- DIRECTION: Rescale the entries from the line containing "of the lawn." through the line containing "pixel 726 532". Rewrite every one of those lines, requests included, with each pixel coordinate in the answers multiplied by 1.6 and rounded to a whole number (halves round up), and give nothing but these lines.

- DATA EXTRACT:
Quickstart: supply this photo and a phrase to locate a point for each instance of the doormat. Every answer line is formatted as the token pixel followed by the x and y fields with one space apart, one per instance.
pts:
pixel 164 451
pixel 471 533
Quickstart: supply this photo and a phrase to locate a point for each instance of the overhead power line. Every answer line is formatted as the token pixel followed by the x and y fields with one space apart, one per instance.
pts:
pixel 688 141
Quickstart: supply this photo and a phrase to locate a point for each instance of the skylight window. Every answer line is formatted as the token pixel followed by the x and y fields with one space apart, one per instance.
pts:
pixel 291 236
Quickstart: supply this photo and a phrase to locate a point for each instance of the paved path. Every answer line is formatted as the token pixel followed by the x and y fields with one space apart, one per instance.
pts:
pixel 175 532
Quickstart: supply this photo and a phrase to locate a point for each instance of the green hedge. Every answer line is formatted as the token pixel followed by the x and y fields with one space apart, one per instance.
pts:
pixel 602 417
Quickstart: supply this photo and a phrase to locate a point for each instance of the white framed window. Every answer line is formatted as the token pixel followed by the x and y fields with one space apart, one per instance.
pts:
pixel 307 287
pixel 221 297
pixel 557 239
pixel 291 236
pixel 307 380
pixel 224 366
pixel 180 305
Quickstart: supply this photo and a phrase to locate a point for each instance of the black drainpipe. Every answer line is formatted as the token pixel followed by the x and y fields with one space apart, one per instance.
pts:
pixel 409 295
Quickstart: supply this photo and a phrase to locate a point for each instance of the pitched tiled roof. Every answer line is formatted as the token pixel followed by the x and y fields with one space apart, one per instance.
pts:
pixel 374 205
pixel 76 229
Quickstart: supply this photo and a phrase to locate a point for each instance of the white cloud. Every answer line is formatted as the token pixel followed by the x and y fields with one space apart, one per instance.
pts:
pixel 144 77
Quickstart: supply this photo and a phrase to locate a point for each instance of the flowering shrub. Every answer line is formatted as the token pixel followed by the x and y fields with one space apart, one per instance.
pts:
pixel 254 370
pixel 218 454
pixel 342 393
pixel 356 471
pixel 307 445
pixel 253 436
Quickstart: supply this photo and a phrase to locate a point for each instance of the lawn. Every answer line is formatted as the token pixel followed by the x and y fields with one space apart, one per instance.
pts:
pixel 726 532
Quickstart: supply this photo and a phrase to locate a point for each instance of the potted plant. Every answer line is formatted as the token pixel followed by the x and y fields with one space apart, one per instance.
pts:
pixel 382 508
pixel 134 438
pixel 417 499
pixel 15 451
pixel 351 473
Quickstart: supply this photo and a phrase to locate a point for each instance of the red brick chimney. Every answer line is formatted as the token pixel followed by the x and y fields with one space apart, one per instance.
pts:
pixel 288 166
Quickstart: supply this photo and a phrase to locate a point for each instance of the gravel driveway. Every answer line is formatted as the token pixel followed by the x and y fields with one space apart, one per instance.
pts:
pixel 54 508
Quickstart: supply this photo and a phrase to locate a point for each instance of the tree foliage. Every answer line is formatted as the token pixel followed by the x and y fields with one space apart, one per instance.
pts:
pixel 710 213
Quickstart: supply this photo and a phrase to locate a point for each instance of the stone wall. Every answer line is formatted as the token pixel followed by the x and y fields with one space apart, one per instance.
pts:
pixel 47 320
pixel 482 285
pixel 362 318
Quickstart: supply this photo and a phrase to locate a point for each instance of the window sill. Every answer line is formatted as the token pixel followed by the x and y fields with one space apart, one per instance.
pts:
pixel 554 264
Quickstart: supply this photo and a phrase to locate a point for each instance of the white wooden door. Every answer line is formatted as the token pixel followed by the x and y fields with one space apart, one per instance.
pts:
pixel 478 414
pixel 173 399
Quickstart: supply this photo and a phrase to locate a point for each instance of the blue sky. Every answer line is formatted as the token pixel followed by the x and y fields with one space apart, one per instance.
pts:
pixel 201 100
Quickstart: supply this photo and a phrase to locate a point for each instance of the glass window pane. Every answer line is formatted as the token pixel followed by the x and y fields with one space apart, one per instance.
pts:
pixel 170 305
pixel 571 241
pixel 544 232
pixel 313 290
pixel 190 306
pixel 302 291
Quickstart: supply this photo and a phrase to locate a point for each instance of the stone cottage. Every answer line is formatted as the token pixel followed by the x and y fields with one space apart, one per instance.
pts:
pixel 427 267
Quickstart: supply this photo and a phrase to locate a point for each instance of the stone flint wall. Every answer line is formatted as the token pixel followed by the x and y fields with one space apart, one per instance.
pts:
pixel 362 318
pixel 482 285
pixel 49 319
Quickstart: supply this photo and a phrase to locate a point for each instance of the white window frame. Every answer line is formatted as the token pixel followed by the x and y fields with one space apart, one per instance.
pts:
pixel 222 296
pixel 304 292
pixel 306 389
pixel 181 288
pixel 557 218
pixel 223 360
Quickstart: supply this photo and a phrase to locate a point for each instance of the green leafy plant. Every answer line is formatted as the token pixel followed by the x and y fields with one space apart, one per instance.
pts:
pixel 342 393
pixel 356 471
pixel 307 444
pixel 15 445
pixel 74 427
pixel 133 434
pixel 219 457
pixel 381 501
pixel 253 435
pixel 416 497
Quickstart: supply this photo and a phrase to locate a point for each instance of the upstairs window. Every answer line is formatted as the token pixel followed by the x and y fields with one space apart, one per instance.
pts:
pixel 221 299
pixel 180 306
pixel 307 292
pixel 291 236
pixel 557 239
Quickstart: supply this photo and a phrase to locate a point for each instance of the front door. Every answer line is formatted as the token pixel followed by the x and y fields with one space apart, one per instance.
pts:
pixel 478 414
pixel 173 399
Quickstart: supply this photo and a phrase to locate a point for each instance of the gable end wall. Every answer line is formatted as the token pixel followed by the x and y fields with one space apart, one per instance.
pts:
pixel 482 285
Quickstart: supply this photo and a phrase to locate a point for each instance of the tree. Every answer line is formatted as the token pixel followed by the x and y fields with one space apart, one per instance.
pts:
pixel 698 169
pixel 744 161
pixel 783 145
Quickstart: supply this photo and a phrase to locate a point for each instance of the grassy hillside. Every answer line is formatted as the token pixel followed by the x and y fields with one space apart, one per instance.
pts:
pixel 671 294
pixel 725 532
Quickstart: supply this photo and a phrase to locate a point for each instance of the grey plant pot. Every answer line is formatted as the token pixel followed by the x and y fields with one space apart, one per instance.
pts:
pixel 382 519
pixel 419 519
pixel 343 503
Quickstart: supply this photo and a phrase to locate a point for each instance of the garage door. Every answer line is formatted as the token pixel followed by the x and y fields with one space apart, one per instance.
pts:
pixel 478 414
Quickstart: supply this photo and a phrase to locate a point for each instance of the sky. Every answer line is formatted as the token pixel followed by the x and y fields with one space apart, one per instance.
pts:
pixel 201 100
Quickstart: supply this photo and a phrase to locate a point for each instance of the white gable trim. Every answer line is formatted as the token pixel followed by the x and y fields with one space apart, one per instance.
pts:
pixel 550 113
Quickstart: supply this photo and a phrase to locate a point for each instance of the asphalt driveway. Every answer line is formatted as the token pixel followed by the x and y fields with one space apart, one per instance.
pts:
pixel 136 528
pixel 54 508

- FINISHED TASK:
Quickstart: supply this photo and a phrase to locate a point for each instance of the lawn. Every answer line is formatted as the token pixel followed by the x and y fields with one space apart, one per instance.
pts:
pixel 1162 851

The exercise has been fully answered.